▶ [EXERCISE SET]:
(1) Could you retype the passage of the "Level Up" text from "The dance-centric clip" to "video on YouTube.", keeping every word and mark as it stands?
(2) How would you sum up the "Level Up" text in two sentences?

▶ [TEXT]:
▼▼▼

The dance-centric clip opens with the words: "Be your own boss, love yourself, get up and dance. Level up!". Then Ciara dances while wearing headphones and a black leotard with the words "Level Up", accompanied by the all-female Request Dance Crew, dressed in matching red activewear and Bose headphones.

===Reception===
The music video received a positive critical response. Spin magazine's Israel Daramola opined "Choreographed by dancer Parris Goebel, Ciara and ReQuest put on an electric, mesmerizing performance and make it look easy." Within 24 hours of release, it became the #1 trending video on YouTube.

==Live performances==
Ciara has performed the song on the American Music Awards of 2018 and on The Ellen DeGeneres Show. The song is also performed on Bruno Mars' 24K Magic World Tour, where Ciara serves as an opening act.

==Track listing==
- Digital download
1. "Level Up" – 3:24

- Digital download – remix
2. "Level Up" (remix featuring Missy Elliott and Fatman Scoop) – 3:49

==Personnel==
- Chris Athens — Mastered
- Ciara — vocal producer
- Jaycen Joshua - mixed
- Samuel Kalandjian — engineer
- Rashawn McLean — assistant mixer
- Jacob Richards — assistant mixer
- J.R. Rotem — keyboards, producer, vocal producer
- Mike Seaberg — assistant mixer

==Charts==

| Chart (2018–2019) | Peak position |
|---|---|
| Belgium (Ultratip Bubbling Under Flanders) | 34 |
| Belgium Urban (Ultratop Flanders) | 27 |
| Hungary (Single Top 40) | 36 |
| France (SNEP) | 88 |
| New Zealand Hot Singles (RMNZ) | 7 |
| Slovakia Singles Digital (ČNS IFPI) | 42 |
| UK Singles Downloads (Official Charts) | 79 |
| US Billboard Hot 100 | 59 |
| US Hot R&B/Hip-Hop Songs (Billboard) | 23 |

==Certifications==

| Region | Certification | Certified units/sales |
| New Zealand (RMNZ) | Platinum | 30,000^{‡} |
| Poland (ZPAV) | Gold | 25,000^{‡} |
| United Kingdom (BPI) | Silver | 200,000^{‡} |
| United States (RIAA) | 2× Platinum | 2,000,000^{‡} |
^{‡} Sales+streaming figures based on certification alone.

===Remix===

\

| Region | Certification | Certified units/sales |
| France (SNEP) | Gold | 100,000^{‡} |
^{‡} Sales+streaming figures based on certification alone.

▲▲▲

▶ [INFORMATION PROVIDED]:
▼▼▼

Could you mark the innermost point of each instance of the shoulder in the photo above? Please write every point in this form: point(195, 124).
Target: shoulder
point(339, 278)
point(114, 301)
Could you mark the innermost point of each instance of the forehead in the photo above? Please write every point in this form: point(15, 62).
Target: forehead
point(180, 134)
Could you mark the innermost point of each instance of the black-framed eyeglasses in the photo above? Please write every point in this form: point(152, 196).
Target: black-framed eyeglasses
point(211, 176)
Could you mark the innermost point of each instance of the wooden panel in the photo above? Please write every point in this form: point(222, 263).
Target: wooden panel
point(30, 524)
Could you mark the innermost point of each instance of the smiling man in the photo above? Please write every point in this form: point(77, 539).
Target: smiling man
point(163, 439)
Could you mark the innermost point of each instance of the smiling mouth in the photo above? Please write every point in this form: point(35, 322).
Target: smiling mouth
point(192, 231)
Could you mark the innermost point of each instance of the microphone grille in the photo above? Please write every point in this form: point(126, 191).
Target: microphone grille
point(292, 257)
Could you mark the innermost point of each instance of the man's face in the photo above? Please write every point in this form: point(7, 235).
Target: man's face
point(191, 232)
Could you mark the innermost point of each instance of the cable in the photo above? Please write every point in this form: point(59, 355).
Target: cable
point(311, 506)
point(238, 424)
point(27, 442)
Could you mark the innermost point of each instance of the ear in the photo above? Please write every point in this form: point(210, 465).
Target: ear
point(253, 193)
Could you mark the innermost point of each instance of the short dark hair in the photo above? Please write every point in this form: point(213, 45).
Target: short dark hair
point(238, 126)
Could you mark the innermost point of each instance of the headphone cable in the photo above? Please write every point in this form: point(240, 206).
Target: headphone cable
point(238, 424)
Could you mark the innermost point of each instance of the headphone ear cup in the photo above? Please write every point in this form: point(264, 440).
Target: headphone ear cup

▲▲▲

▶ [EXERCISE ANSWERS]:
(1)
The dance-centric clip opens with the words: "Be your own boss, love yourself, get up and dance. Level up!". Then Ciara dances while wearing headphones and a black leotard with the words "Level Up", accompanied by the all-female Request Dance Crew, dressed in matching red activewear and Bose headphones.

===Reception===
The music video received a positive critical response. Spin magazine's Israel Daramola opined "Choreographed by dancer Parris Goebel, Ciara and ReQuest put on an electric, mesmerizing performance and make it look easy." Within 24 hours of release, it became the #1 trending video on YouTube.

(2) The music video for "Level Up" shows Ciara dancing with the all-female Request Dance Crew, received a positive critical response, and became the #1 trending video on YouTube within 24 hours of release. Ciara performed the song at the American Music Awards of 2018, on The Ellen DeGeneres Show, and as an opening act on Bruno Mars' 24K Magic World Tour, and it peaked at 59 on the US Billboard Hot 100 and was certified 2× Platinum in the United States.